◆ PROBLEM REQUIREMENTS
Copy each of the items below word for word, without changing anything.

◆ RECORDS PROVIDED

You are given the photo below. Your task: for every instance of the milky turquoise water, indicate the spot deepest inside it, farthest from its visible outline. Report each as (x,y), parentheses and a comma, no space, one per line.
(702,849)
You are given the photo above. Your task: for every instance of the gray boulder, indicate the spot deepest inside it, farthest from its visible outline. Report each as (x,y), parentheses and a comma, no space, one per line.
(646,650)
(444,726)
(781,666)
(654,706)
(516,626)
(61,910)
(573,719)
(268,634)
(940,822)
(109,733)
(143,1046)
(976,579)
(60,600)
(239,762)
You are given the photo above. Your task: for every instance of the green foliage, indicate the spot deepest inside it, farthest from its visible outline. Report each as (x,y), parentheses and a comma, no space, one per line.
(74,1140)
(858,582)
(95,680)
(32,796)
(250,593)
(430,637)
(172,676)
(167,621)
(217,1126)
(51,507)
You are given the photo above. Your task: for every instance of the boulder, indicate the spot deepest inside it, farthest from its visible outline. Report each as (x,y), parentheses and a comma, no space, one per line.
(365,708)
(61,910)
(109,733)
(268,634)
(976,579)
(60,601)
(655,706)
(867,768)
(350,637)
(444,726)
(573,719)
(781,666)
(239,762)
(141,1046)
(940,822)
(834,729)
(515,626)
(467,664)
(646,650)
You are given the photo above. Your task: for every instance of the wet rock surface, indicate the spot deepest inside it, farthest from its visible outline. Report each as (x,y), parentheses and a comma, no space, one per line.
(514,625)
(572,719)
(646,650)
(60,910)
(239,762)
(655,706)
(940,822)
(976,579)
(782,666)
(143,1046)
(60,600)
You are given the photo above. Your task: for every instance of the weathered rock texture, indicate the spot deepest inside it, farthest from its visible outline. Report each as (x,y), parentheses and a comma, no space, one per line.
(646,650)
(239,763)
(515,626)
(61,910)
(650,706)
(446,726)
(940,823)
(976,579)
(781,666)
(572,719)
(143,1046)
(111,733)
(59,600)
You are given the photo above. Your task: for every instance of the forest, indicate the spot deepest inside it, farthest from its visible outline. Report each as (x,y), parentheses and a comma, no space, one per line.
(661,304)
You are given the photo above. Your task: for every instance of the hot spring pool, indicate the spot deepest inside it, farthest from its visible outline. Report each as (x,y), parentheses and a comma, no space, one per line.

◆ REPLY
You are given the photo below. Your task: for every instance of the milky turquoise water, indicate the spot deepest inside it, farthest from its visible outline. Report each as (x,y), parentheses and a comma, no space, one per line.
(702,849)
You are given the photo above. Your task: for every instance of the gray boulder, indicate the spot deepest inside it, farthest from its visible outline. Report each as (x,y), parentheses and a comma, no space, one per line.
(646,650)
(444,726)
(781,666)
(654,706)
(516,626)
(61,910)
(573,719)
(268,634)
(940,822)
(109,733)
(143,1046)
(976,579)
(60,600)
(239,762)
You are given the photo above. Your task: for every instance of the green foliage, indicate the spot deepest inside it, farthest from its visible outline. Report each as (x,y), parentheses and a comma, no space, one per line.
(74,1140)
(858,582)
(95,680)
(32,796)
(250,593)
(430,637)
(172,676)
(167,621)
(217,1126)
(51,507)
You are given the photo above. Your task: for every instance of the boulder, indicate the spot deepest inside it, farthest from its visible outline. Report each as (x,y), parentheses and a comma, no space, one per line.
(365,708)
(61,910)
(109,733)
(268,634)
(976,579)
(60,601)
(655,706)
(867,768)
(350,637)
(444,726)
(573,719)
(781,666)
(239,762)
(141,1046)
(940,822)
(834,729)
(515,626)
(467,664)
(646,650)
You are given the photo above. Your task: for every instance of the wet rock surface, indicate the spot deepest inside it, farthest from its visible outline. Report each as (x,y), parentheses and a comma, no space, one per line.
(514,625)
(572,719)
(646,650)
(60,910)
(239,762)
(655,706)
(940,822)
(976,579)
(782,666)
(143,1046)
(60,600)
You are given the photo above. Your task: for every instance of the weathered rock texture, indicate the spot deepest inside it, farthest from its visible outline. Report each as (x,y), parentheses and a comma, no space, one per line.
(646,650)
(239,763)
(515,626)
(61,910)
(650,706)
(446,726)
(940,823)
(976,579)
(781,666)
(572,719)
(143,1046)
(111,733)
(59,600)
You are given the photo above. Your task: for every instance of the forest, indicate the spot deepest inside it, farthest from its visible outline. Report each as (x,y), parentheses and a comma, no space, one per line.
(661,304)
You are given the photo above. Your task: for every instance of the hot spring pool, indicate the spot deepest inside it, farthest from its visible outline. Report each as (x,y), parentheses and a comma, no space, one per line.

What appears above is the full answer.